- **Data section**:
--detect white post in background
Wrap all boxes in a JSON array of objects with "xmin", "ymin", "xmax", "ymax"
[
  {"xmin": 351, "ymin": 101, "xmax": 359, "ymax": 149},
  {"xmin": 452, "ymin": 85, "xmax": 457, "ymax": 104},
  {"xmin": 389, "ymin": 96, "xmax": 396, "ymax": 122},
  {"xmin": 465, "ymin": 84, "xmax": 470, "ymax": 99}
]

- **Task details**: Write out every line from the records above, word for word.

- **The answer**:
--detect white post in background
Wrap all boxes in a JSON array of objects with "xmin", "ymin", "xmax", "ymax"
[
  {"xmin": 351, "ymin": 101, "xmax": 359, "ymax": 149},
  {"xmin": 452, "ymin": 85, "xmax": 457, "ymax": 104},
  {"xmin": 389, "ymin": 96, "xmax": 396, "ymax": 122},
  {"xmin": 465, "ymin": 84, "xmax": 470, "ymax": 99}
]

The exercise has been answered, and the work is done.